◆ **SEÇÃO DO DOCUMENTO**:
┌──

Frei Christoforo tenta interceder pelos noivos, indo ao palácio de Dom Rodrigo, para convencê-lo. Mas, quando o nobre se vê desafiado, toma a coisa como pessoal e segue adiante, com o objetivo de raptar a moça.
Temos, aqui, uma história entre o inferno e o céu. Os jovens passam por situações terríveis. Renzo e Lucia estão no período da grande peste, q atingiu a Italia , em 1730. Manzoni descreve de maneira impressionante a doença, em Milão, para onde os dois seguem, separados, para fugirem de Dom Rodrigo e das consequências. Um não sabe se o outro está vivo, o destino os separa. Os acontecimentos históricos separam-nos. Mas eles se mantem firmes em seu sentimento e no propósito de ficarem juntos.
Esse casal quer alcançar o céu, cumprir o sentido de suas vidas, na Terra, e para isso, precisa descer ao inferno. Possuiam livre arbítrio e em nenhum momento deixaram de exercê-lo. Mesmo nas situações mais extremas, Renzo e Lucia acreditavam que havia uma esperança.

└──

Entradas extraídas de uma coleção
┌──

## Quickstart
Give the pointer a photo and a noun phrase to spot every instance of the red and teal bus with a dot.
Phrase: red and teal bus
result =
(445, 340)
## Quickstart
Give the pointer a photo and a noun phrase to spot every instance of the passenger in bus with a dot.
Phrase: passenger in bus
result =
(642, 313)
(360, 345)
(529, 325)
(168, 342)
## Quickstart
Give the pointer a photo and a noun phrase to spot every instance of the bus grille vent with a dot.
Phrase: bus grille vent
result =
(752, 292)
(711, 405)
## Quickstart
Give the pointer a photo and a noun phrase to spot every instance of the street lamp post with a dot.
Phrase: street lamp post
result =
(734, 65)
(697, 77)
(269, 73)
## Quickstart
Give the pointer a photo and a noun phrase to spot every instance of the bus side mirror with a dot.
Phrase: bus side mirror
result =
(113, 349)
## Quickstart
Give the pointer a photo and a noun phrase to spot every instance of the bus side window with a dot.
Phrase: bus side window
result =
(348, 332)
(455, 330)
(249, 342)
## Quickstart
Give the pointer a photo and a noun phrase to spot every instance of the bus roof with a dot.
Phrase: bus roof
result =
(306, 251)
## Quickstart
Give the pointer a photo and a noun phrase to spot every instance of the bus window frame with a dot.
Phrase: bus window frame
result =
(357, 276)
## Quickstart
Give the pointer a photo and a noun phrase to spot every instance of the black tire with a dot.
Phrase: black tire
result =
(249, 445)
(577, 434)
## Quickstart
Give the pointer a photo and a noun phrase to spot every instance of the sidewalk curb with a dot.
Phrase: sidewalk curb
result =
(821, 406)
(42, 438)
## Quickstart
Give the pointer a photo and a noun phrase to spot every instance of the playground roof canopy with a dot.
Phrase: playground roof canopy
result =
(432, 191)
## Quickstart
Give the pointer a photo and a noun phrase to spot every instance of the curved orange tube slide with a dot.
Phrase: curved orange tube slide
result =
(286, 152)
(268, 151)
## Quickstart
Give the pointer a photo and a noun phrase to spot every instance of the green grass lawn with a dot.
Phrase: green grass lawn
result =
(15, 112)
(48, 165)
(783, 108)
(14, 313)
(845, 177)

└──

◆ **ITEM DA TAREFA**:
Diga se cada afirmação concorda com o trecho sobre Renzo e Lucia, acima: (a) Frei Christoforo vai ao palácio de Dom Rodrigo para tentar convencê-lo; (b) Renzo e Lucia seguem juntos para Milão; (c) nas situações mais extremas, Renzo e Lucia perderam a esperança. Responda sim ou não e cite as palavras decisivas do trecho.

◆ **SOLUÇÃO DO EXERCÍCIO**:
(a) Sim: "indo ao palácio de Dom Rodrigo, para convencê-lo".
(b) Não: "para onde os dois seguem, separados".
(c) Não: "Mesmo nas situações mais extremas, Renzo e Lucia acreditavam que havia uma esperança."